___ Text
Back in July 2010, I wrote a blog entry about the difference
between how boys play with toys and how girls play with toys: http://sandysmotherhoodblog.blogspot.com/2010/07/toys-boys-vs-girls.html
Revisiting that entry now that I have a child of each gender only serves to
reinforce my belief that boys and girls play differently. It’s certainly true
in my family, at least.
My son has been obsessed with cars and trucks ever since he
was small. Even before he could walk, he would crawl over to anything with
wheels and attempt to spin them – a grocery cart, a stroller, a skateboard. I
always made sure to keep a matchbox car or small truck in my purse to keep him
entertained. And since his obsession continues, my daughter (who is almost 2
years younger than her brother) has grown up surrounded by cars and trucks. And
when she was tiny, she was also content to zoom them across the table and to
watch their wheels spin in fascination. But now that she is old enough to be
interested in what toys are or represent, rather than just their physical size
and feel, she is much less interested in cars.
Her toys of choice are generally soft items like stuffed
animals and dolls. She loves to hug them and coo to them and make them kiss
each other. For her, I keep several small plastic animals in my purse. Giraffe
and tiger often make an appearance at a restaurant, hiding behind cups and salt
shakers and playing peek-a-boo with her, and just generally allowing themselves
to be kissed and pawed and snuggled and loved. If on occasion I have forgotten
to put a car in my purse and I give my son the same toy animals to play with, instead
of kissing each other and playing nicely, they will roar ferociously and attempt
to eat each other.
______
___ Stored data
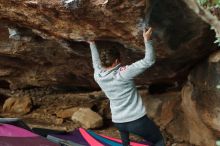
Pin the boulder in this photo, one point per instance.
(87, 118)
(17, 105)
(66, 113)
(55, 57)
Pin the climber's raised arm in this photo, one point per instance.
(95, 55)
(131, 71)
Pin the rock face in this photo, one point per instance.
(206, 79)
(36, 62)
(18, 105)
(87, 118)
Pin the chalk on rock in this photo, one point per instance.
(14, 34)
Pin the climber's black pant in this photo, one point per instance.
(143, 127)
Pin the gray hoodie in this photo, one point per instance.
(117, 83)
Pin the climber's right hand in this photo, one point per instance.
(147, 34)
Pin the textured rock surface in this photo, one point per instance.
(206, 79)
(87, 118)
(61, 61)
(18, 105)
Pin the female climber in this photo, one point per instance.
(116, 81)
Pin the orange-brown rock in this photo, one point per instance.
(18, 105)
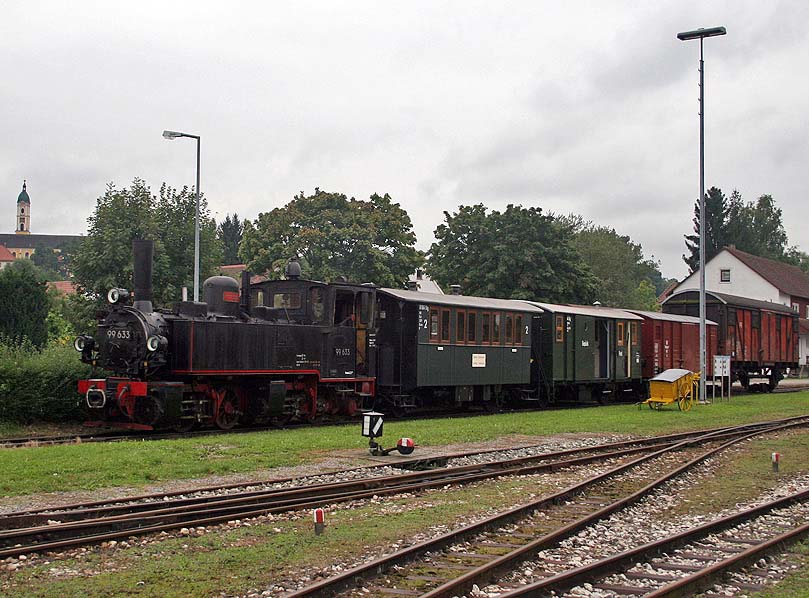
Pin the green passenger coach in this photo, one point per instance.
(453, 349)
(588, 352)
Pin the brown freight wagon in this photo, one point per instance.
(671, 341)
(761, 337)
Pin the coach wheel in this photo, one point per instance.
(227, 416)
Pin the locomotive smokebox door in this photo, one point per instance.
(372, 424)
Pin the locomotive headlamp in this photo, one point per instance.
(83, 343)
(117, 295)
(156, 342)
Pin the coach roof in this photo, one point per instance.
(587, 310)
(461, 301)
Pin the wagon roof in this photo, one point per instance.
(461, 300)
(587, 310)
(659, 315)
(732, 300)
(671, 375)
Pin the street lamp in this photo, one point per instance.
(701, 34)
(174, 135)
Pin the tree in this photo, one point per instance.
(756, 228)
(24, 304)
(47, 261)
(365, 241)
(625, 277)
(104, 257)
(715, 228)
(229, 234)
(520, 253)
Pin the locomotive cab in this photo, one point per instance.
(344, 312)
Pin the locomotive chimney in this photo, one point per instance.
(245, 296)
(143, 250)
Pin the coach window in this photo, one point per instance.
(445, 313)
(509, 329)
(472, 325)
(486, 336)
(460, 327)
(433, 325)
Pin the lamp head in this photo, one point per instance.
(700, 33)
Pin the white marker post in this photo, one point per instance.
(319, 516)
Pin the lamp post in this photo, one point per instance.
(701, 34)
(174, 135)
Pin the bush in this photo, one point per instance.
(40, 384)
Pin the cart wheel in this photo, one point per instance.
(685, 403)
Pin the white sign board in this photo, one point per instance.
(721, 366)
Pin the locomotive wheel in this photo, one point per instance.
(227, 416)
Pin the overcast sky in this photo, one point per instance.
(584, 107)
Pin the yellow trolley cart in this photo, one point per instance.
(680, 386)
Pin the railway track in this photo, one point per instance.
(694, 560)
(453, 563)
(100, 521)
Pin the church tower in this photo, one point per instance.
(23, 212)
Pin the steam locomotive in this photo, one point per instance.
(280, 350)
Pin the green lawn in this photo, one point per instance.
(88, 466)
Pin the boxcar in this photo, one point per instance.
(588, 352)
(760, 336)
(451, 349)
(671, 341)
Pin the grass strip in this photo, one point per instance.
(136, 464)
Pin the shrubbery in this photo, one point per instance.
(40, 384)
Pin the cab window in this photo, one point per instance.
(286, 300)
______
___ Stored data
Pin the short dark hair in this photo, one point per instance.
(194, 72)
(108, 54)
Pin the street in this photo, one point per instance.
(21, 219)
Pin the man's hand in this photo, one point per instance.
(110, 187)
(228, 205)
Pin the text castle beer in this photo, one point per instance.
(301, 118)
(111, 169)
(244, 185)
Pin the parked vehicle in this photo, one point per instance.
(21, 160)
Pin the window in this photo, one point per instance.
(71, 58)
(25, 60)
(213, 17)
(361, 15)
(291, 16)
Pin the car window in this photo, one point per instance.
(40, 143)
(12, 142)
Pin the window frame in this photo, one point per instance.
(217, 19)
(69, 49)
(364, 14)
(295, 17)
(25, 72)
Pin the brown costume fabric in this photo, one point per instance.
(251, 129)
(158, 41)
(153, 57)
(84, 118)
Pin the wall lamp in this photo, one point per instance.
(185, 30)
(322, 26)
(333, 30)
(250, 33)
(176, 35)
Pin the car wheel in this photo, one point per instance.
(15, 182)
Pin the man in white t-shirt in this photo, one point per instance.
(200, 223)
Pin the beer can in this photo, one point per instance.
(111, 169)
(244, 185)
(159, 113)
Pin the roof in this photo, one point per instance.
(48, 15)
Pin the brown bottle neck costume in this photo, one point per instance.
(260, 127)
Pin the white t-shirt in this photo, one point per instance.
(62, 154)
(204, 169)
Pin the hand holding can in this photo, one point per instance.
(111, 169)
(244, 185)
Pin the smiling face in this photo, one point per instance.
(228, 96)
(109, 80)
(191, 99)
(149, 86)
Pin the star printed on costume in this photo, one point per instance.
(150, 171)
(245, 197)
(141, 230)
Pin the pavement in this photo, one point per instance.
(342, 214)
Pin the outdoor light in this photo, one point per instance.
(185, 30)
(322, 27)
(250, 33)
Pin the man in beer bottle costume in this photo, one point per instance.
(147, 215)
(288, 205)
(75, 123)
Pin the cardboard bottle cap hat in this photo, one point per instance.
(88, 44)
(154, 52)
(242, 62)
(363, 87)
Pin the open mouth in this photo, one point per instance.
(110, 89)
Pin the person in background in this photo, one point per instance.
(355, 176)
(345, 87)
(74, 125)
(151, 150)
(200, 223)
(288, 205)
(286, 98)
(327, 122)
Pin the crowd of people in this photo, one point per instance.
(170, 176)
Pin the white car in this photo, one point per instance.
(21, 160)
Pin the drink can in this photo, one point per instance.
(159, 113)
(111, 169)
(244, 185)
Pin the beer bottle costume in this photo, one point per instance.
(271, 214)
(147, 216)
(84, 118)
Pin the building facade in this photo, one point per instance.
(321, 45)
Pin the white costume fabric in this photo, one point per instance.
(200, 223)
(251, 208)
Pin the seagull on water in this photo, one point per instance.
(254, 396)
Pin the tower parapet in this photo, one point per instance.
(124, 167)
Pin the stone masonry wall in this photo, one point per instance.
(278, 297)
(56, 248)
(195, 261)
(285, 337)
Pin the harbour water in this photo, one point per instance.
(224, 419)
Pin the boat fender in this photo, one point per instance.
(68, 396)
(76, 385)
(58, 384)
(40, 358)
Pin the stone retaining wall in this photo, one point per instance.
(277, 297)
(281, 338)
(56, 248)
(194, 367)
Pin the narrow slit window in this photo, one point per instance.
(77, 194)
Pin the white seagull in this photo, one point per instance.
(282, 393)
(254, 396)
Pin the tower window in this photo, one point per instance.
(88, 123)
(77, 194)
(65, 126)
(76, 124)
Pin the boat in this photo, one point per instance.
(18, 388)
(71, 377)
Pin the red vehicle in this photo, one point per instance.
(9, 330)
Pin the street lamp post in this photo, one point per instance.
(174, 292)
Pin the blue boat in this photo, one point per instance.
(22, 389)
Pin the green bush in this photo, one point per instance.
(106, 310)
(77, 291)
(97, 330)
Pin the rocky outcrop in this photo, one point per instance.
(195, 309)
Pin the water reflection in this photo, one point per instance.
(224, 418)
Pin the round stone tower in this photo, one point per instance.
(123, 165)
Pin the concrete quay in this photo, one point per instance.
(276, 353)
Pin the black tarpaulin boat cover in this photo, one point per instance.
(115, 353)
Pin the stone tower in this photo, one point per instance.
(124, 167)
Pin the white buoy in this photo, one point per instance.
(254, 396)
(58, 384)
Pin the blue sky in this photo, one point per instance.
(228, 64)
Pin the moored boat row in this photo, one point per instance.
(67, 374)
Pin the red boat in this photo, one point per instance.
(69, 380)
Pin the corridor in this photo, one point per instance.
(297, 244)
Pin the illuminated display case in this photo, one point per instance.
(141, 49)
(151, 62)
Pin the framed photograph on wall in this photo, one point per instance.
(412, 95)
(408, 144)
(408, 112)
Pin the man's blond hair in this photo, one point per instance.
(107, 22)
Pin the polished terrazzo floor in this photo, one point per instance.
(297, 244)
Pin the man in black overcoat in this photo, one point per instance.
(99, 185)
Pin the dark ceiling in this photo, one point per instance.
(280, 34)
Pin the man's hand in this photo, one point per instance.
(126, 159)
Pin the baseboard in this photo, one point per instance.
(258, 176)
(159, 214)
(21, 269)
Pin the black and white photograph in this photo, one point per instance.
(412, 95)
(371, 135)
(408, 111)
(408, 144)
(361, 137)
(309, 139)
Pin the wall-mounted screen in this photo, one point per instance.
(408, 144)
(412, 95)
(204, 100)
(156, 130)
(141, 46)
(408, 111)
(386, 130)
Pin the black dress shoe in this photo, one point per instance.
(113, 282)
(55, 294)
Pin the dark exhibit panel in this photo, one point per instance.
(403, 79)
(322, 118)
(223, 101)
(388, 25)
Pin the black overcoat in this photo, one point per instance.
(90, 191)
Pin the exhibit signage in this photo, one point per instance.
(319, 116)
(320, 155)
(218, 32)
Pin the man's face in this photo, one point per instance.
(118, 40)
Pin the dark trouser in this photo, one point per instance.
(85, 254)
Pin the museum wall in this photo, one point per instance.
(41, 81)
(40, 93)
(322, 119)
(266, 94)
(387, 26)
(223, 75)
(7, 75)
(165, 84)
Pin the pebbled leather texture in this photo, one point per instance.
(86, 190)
______
| Exercise aim |
Carry on the blog post about how boys and girls play with toys, picking up right after its final sentence. None of this data is needed for the work here.

| Response to the task |
There are also huge differences in how they choose to play
with the same non-specific toys. Give them both a box of Legos and my son will
alternate between building and knocking down towers and designing some kind of
gun or cannon, whereas my daughter will stick a single Lego on the index finger
of each hand and click them together with fascination, and then pick out all
the flowers and animals that are part of the Lego set.
If you let them choose from the same group of toys, they
rarely choose the same things. At a local play area, my son runs directly to
the train table where he immediately starts redesigning the track while my
daughter makes a beeline for the play house and begins to “chat” on the phone.
Of course, there are often similarities in their play,
especially when it comes to imagination games. They both love to run, and
squeal, and be tickled, and play hide-and-seek. They both love to dig in the
sand and splash in the water and scribble with crayons and chalk. They both
love to strum the guitar and pound on the piano keys and bang on anything that
bears a passing resemblance to a drum. They love to make an old paper towel
tube into a trumpet. They are both fascinated by sticking stickers on things.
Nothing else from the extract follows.